Суть времени. Том 4
Шрифт:
И так легко и, в каком-то смысле, так горько и одновременно интересно прослеживать развитие этого заболевания на теле советской культуры. Одно дело — умствовать по этому поводу, рассуждать об этом абстрактно. А другое дело — проследить это не вообще, а конкретно на материале советской культуры.
Я прочитаю один рассказ Василия Шукшина, который для меня является русским и советским Сартром, а вовсе не одним из писателей-почвенников. Как мне кажется, нет ничего более наивного и превратного, чем представление о Шукшине как о классическом почвеннике. Конечно, Шукшину дорога деревня, дорог русский общинный мир. Но Шукшин с огромной тревогой смотрит на процессы, происходящие в советском обществе. И лейтмотивом всего его творчества является крик: «Что же с нами происходит?»
И Шукшин это «что же с нами происходит» не низводит к количеству товаров на прилавках и прочему. Он смотрит глубоко, в самые потаенные пласты человеческой души и культуры. И он видит там то, что, в конечном итоге, и погубило советское общество и что не могло его не погубить, коль скоро советское отказывалось от метафизичности, от утешения, как от единственного, что преодолевает смертную
Рассказ, который я выборочно прочитаю, называется «Думы».
Директор колхоза вдруг восклицает:
— Все, завтра же исключу из колхоза!
Автор пишет:
И вот так каждую ночь!
Как только маленько угомонится село, уснут люди — он начинает… Заводится, паразит, с конца села и идет. Идет и играет.
А гармонь у него какая-то особенная — орет. Не голосит — орет.

Условия задания —
[A] Перескажите фрагмент о Шукшине в двух предложениях.
[B] Согласуются ли с фрагментом о Шукшине следующие утверждения: (i) автор считает Шукшина классическим почвенником; (ii) выборочно прочитанный рассказ называется «Думы»; (iii) гармонь в рассказе голосит, а не орёт? На каждое ответьте «да» или «нет» и приведите решающие слова фрагмента в точной цитате.
[C] Продолжите фрагмент о Шукшине, начиная сразу после его последнего предложения.

Строки —
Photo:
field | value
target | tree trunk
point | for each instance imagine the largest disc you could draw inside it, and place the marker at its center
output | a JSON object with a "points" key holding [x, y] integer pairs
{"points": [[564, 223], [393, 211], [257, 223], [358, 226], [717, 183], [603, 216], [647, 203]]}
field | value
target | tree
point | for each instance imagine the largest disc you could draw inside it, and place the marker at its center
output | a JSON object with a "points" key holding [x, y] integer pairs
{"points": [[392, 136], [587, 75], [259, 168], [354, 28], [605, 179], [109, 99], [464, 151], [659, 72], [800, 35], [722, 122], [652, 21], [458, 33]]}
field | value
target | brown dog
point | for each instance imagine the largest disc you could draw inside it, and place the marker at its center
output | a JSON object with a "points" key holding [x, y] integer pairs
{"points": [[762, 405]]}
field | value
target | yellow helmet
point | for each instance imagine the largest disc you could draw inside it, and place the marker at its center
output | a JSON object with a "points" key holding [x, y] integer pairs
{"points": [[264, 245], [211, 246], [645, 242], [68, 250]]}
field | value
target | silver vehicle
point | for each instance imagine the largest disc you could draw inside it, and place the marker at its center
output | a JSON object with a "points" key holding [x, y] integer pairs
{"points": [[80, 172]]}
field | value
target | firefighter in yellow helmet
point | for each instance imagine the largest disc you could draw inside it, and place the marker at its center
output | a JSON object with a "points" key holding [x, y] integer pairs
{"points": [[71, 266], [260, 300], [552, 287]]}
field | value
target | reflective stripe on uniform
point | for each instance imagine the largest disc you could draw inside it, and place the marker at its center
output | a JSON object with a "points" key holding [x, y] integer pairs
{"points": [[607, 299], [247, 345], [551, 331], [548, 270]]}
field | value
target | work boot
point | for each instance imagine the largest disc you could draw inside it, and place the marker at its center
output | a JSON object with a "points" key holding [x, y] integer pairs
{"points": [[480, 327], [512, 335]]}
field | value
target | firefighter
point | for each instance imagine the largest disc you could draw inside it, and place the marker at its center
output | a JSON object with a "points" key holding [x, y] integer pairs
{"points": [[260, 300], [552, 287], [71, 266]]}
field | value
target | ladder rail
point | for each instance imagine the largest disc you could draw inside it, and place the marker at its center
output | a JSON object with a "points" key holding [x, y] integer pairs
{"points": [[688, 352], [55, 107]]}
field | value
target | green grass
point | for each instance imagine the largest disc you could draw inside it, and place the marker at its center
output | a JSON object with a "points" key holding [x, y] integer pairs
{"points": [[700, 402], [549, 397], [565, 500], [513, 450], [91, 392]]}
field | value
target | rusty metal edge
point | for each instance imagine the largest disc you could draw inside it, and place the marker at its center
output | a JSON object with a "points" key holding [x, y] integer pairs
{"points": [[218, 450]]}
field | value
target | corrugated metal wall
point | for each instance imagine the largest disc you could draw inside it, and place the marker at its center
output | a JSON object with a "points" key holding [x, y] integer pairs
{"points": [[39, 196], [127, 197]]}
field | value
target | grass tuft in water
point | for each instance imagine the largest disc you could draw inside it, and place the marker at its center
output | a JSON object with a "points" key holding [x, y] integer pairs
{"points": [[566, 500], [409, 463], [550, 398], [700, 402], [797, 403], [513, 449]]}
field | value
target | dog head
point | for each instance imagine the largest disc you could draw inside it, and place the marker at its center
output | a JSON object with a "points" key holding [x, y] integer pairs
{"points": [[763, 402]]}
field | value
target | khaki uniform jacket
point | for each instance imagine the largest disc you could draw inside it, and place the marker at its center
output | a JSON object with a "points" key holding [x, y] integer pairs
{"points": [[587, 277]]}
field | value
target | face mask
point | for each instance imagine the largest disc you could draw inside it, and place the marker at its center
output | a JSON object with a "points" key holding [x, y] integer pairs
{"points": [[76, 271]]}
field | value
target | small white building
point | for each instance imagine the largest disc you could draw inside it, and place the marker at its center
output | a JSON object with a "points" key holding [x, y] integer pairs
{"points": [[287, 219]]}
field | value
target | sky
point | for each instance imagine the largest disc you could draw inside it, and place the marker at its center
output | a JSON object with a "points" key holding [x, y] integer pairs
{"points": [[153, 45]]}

Итоговые результаты —
[A] Автор предлагает проследить развитие заболевания на теле советской культуры конкретно на её материале и называет Василия Шукшина русским и советским Сартром, а не классическим почвенником, ведь лейтмотивом его творчества является крик «Что же с нами происходит?». Затем автор выборочно читает рассказ «Думы», где директор колхоза восклицает, что завтра же исключит кого-то из колхоза, а по ночам через всё село идёт человек и играет на гармони, которая не голосит, а орёт.

[B]
(i) Нет: «нет ничего более наивного и превратного, чем представление о Шукшине как о классическом почвеннике».
(ii) Да: «Рассказ, который я выборочно прочитаю, называется «Думы»».
(iii) Нет: «Не голосит — орет».

[C]
…Дом Матвея Рязанцева, здешнего председателя колхоза, стоял как раз на том месте, где [гармонист] выходил из переулка и заворачивал в улицу. Получалось, что гармонь еще в переулке начинала орать, потом огибала дом, и еще долго ее было слышно.
Как только она начинала звенеть в переулке, Матвей садился в кровати, опускал ноги на прохладный пол и говорил:
— Все: завтра исключу из колхоза. Придерусь к чему-нибудь и исключу.
…Каждую ночь Матвей, сидя на кровати, обещал:
— Завтра исключу.
И потом долго сидел после этого, думал… Гармонь уже и не слышно было, а он все сидел…
— Хватит смолить-то! — ворчала сонная Алена, хозяйка.
— Спи, — кратко говорил Матвей.
О чем думалось? Да так как-то… ни о чем. Вспоминалась жизнь. Но ничего определенного, смутные обрывки. Впрочем, в одну такую ночь, когда было светло от луны, звенела гармонь и в открытое окно вливался с прохладой вместе горький запах полыни из огорода, отчетливо вспомнилась другая ночь. Она была черная, та ночь. Они с отцом и с младшим братом Кузьмой были на покосе километрах в пятнадцати от деревни… И вот ночью Кузьма захрипел: днем в самую жару потный напился воды из ключа, а ночью у него «завалило» горло. Отец разбудил Матвея, велел поймать Игреньку (самого шустрого меринка) и гнать в деревню за молоком.
— Я тут пока огонь разведу… Привезешь, скипятим — надо отпаивать парня, а то как бы не решился он у нас, — говорил отец.
Матвей слухом угадал, где пасутся кони, взнуздал Игреньку и, нахлестывая его по бокам волосяной путой, погнал в деревню. И вот… Теперь уж Матвею скоро шестьдесят, а тогда лет двенадцать — тринадцать было — все помнится та ночь. Слились воедино конь и человек и летели в черную ночь. И ночь летела навстречу им, густо била в лицо тяжким запахом трав, отсыревших под росой. Какой-то дикий восторг… кровь ударила в голову и гудела. …Как будто оторвался он от земли и полетел. И ничего вокруг не видно: ни земли, ни неба, даже головы конской — только шум в ушах, только ночной огромный мир стронулся и понесся навстречу. О том, что там братишке плохо, совсем не думал тогда. И ни о чем не думал. Ликовала душа…
…Потом было горе. Потом он привез молоко, а отец, прижав младшенького к груди, бегал вокруг костра и вроде баюкал его:
— Ну, сынок… ты чо же это? Обожди маленько. Обожди маленько. Счас молочка скипятим, счас продохнешь, сынок, миленький… Вон Мотька молочка привез!..
А маленький Кузьма задыхался уж, посинел.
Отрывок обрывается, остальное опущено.